» **PROBLEM REQUIREMENTS**:
In the lines below, swap "photographer" for "camera operator" everywhere from the one containing "If you could point to the man's hand" down to the last line, and keep everything else the same. Give back only those lines, without the pictures.

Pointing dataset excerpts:
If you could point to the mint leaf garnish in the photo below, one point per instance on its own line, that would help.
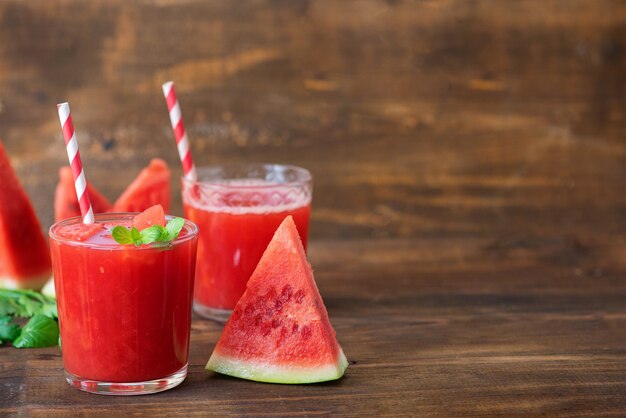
(174, 227)
(155, 233)
(9, 330)
(121, 235)
(136, 236)
(39, 331)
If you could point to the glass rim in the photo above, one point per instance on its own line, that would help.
(192, 231)
(304, 176)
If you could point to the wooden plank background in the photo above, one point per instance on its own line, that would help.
(469, 214)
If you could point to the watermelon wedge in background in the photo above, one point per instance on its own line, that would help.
(151, 187)
(66, 202)
(24, 254)
(279, 331)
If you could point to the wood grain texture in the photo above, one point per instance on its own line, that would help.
(468, 227)
(438, 327)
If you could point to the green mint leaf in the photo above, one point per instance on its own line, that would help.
(26, 303)
(9, 330)
(39, 331)
(152, 234)
(136, 236)
(122, 235)
(174, 227)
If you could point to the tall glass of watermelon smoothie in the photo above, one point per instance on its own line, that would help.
(237, 209)
(124, 310)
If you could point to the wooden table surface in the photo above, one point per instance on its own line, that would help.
(468, 231)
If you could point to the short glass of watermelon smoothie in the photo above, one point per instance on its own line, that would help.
(124, 310)
(237, 208)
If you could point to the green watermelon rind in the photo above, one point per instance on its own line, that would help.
(271, 373)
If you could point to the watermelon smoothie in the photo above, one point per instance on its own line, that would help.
(237, 209)
(124, 310)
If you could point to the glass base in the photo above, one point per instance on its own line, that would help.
(127, 388)
(216, 314)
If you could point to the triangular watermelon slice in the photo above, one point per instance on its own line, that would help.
(279, 332)
(24, 254)
(66, 202)
(151, 187)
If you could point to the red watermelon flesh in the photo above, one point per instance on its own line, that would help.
(24, 254)
(66, 202)
(151, 187)
(279, 331)
(154, 215)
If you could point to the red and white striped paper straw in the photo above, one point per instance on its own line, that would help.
(182, 142)
(80, 183)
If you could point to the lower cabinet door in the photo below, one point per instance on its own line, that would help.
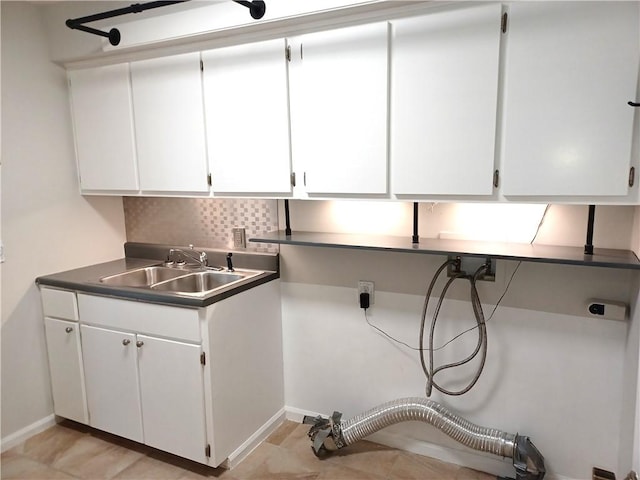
(172, 392)
(65, 365)
(111, 372)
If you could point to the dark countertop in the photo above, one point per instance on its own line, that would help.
(86, 279)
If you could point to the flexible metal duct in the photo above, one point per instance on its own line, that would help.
(332, 434)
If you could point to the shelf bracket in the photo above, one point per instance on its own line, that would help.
(588, 247)
(256, 8)
(287, 218)
(415, 238)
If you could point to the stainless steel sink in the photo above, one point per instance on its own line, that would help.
(177, 280)
(201, 282)
(143, 277)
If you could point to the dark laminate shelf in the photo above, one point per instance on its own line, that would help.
(602, 257)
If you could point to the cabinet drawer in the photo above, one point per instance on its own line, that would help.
(59, 304)
(161, 320)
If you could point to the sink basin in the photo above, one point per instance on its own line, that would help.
(177, 280)
(143, 277)
(202, 282)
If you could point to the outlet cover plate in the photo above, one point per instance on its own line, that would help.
(365, 286)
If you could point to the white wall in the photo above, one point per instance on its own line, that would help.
(46, 225)
(552, 373)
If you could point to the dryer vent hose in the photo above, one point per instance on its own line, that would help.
(330, 434)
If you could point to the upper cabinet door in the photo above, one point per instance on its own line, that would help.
(103, 125)
(339, 102)
(247, 115)
(571, 68)
(169, 122)
(444, 94)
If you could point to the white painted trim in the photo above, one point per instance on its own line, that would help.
(27, 432)
(297, 414)
(464, 458)
(254, 440)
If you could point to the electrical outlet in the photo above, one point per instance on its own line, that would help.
(239, 238)
(366, 287)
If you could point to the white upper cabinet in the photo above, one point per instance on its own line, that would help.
(571, 68)
(339, 110)
(103, 125)
(247, 114)
(169, 123)
(444, 94)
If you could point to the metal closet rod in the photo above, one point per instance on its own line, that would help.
(256, 8)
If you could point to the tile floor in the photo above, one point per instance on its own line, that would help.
(71, 451)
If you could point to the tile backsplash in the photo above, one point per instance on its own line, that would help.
(204, 222)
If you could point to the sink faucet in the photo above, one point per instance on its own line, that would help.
(199, 257)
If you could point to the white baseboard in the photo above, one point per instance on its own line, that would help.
(254, 440)
(25, 433)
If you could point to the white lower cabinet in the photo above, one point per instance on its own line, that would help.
(111, 370)
(201, 383)
(146, 389)
(172, 395)
(65, 366)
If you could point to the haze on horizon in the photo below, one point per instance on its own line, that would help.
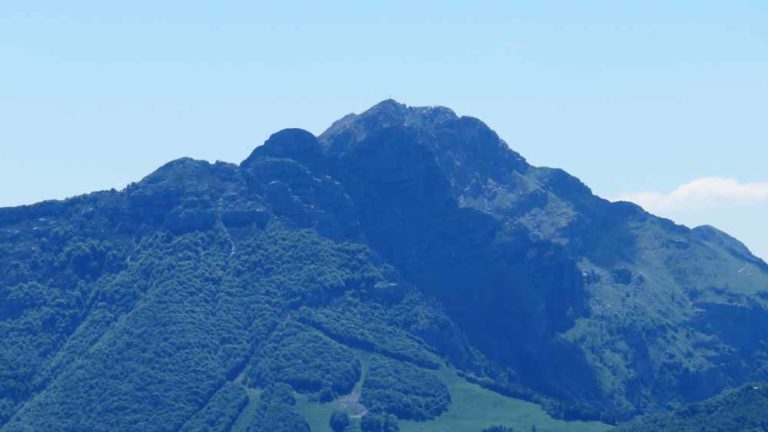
(659, 103)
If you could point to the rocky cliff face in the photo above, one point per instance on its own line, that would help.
(449, 244)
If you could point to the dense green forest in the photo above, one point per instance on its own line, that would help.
(405, 271)
(744, 409)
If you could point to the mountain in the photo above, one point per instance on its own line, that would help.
(403, 263)
(744, 409)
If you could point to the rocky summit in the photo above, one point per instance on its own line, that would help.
(382, 275)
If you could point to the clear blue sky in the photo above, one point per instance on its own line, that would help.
(630, 96)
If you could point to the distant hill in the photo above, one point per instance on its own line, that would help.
(745, 410)
(355, 271)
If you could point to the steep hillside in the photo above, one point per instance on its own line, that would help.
(741, 410)
(363, 264)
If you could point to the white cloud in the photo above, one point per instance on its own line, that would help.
(701, 193)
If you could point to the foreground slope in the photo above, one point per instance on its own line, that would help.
(214, 296)
(744, 410)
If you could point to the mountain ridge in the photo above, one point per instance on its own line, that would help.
(524, 279)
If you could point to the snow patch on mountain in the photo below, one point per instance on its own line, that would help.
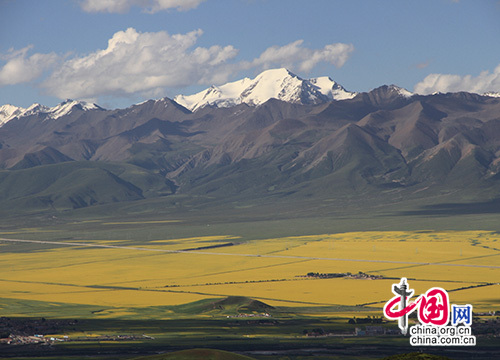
(401, 91)
(9, 112)
(279, 84)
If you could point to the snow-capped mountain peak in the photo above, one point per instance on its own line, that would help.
(492, 94)
(67, 106)
(401, 91)
(280, 84)
(8, 112)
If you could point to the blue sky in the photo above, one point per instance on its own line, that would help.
(120, 52)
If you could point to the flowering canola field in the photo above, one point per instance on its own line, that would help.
(117, 274)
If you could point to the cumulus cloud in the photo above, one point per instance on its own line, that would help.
(21, 68)
(137, 62)
(146, 64)
(295, 56)
(484, 82)
(151, 6)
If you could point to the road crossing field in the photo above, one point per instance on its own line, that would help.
(122, 275)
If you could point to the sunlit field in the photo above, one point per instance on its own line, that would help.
(119, 276)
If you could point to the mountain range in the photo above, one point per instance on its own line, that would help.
(275, 137)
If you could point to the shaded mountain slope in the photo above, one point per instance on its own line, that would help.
(385, 144)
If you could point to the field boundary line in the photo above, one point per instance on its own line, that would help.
(243, 255)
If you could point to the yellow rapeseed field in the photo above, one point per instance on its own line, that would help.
(170, 272)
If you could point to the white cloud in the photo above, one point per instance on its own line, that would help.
(295, 56)
(137, 62)
(151, 6)
(480, 84)
(19, 68)
(145, 64)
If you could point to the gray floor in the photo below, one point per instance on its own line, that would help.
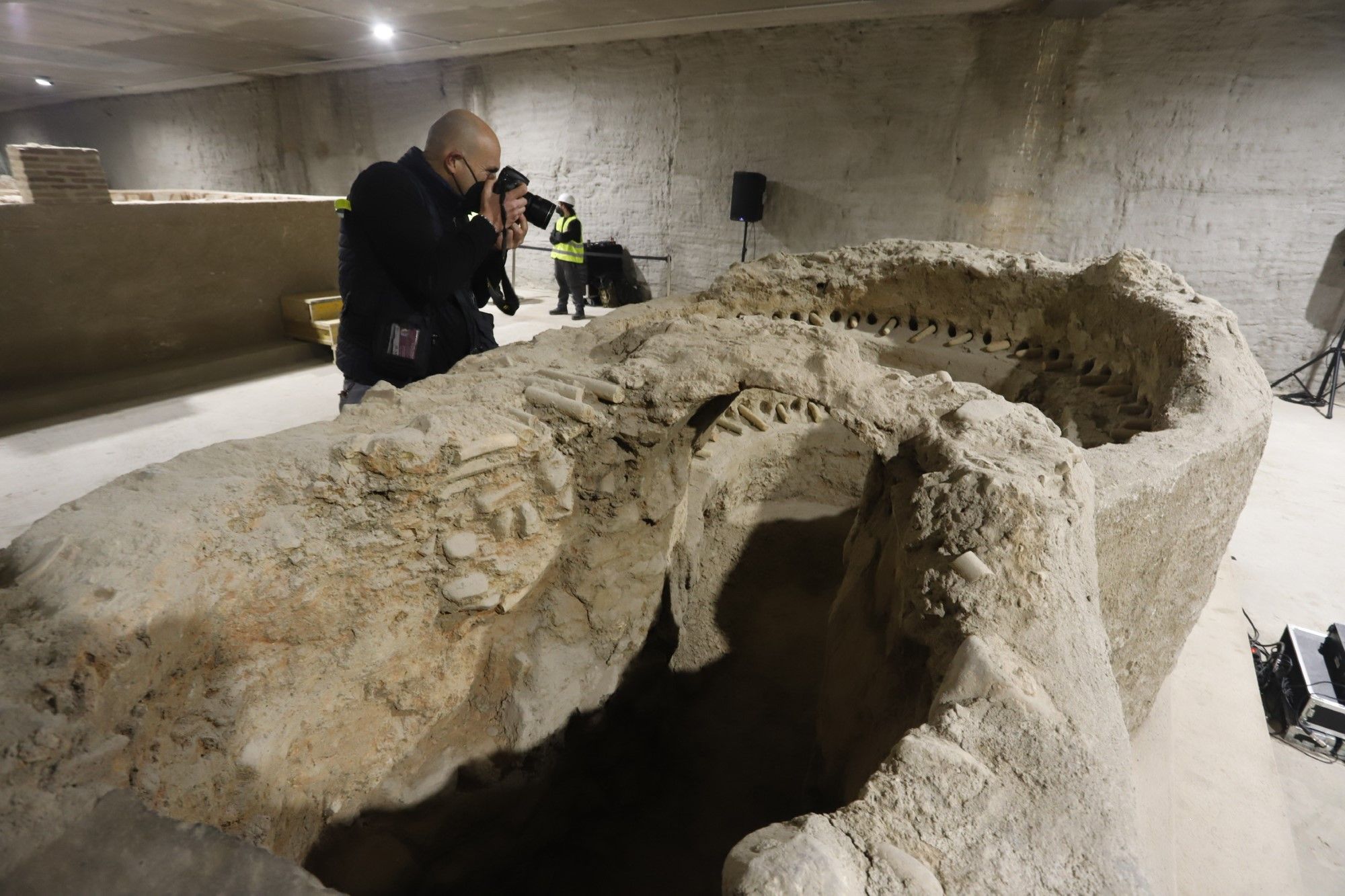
(1225, 798)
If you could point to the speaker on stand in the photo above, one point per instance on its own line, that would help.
(747, 202)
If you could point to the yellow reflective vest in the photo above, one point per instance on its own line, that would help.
(568, 251)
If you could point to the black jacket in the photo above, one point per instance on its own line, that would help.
(411, 255)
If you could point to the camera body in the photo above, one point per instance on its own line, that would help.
(539, 212)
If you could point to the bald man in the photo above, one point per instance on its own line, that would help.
(422, 247)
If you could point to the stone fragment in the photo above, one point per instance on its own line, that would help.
(504, 524)
(970, 567)
(751, 416)
(490, 501)
(555, 471)
(458, 544)
(466, 587)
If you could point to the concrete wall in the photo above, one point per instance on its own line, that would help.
(96, 291)
(1211, 135)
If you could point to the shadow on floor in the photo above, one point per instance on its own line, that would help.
(648, 794)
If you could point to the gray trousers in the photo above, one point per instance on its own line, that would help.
(572, 280)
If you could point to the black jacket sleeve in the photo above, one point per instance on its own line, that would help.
(395, 218)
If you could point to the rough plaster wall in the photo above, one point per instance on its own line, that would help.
(1206, 134)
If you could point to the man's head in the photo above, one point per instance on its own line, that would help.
(463, 150)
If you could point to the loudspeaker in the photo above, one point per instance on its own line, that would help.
(748, 196)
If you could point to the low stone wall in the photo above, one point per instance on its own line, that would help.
(95, 291)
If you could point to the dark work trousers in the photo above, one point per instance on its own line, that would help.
(572, 282)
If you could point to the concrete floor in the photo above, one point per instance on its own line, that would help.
(1225, 807)
(50, 464)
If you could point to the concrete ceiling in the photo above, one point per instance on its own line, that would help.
(108, 48)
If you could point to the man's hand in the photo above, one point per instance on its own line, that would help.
(514, 235)
(514, 206)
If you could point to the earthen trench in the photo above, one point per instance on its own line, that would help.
(714, 729)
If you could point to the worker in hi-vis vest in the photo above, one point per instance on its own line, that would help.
(568, 252)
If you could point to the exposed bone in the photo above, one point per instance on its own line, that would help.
(751, 416)
(970, 567)
(524, 417)
(609, 392)
(498, 442)
(927, 331)
(564, 389)
(490, 501)
(477, 467)
(568, 407)
(531, 521)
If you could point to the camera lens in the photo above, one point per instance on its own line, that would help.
(539, 212)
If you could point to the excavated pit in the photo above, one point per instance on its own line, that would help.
(583, 604)
(712, 732)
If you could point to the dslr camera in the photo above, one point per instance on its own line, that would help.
(539, 212)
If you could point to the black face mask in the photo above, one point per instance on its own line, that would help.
(473, 198)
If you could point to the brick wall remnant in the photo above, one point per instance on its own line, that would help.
(49, 175)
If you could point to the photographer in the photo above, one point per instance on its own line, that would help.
(422, 252)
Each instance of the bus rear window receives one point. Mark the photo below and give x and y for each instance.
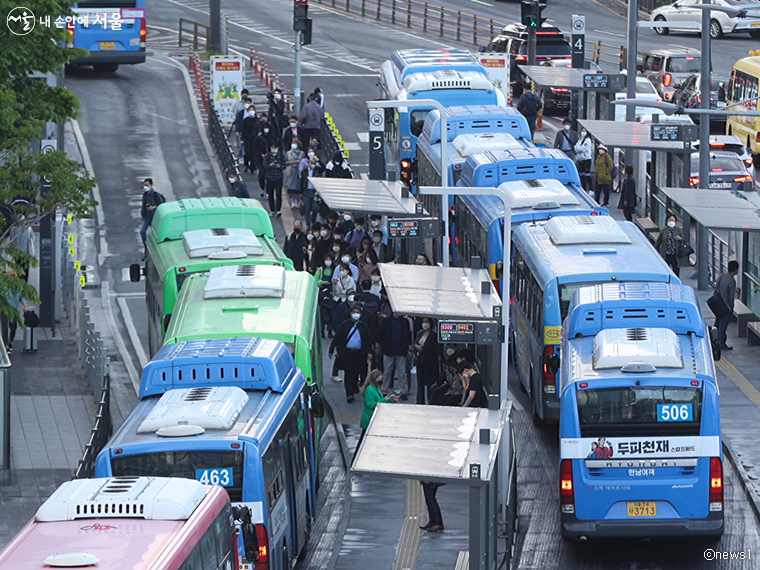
(639, 411)
(188, 465)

» **COMPLETE RESPONSE**:
If you could point to the man's hand in the photo above, one point per instance on its own line, that would help.
(514, 235)
(514, 206)
If you could point to the earthen trench in the photo above, one point per instance on its own line, that would help.
(714, 729)
If you could point to the worker in hi-vis vest in the photo above, one point per instance on its own line, that would help.
(568, 252)
If you could point to the exposed bone in the photo above, one point per instance on its own line, that would help.
(751, 416)
(970, 567)
(524, 417)
(609, 392)
(498, 442)
(927, 331)
(564, 389)
(490, 501)
(477, 467)
(568, 407)
(531, 521)
If you could point to the camera lens in the photo above, one point per instance on its own line, that would help.
(539, 212)
If you could point to the excavated pit in the photo above, one point per instance on its own line, that would help.
(583, 604)
(712, 732)
If you could point to the dslr camera in the photo above, one point per instance on its own line, that would help.
(539, 212)
If you could point to the black face mask in the photo above, one point per instance on its own line, that would help.
(473, 198)
If you could point to the brick wall remnant in the photo above, one point per instance on its own line, that would help.
(49, 175)
If you could point to the camera operator in the photo above, one point per instance on its own line, that would help.
(422, 252)
Each instance of the bus rear window receives one point. Mark the photo below and give x and y for each instance.
(639, 411)
(188, 465)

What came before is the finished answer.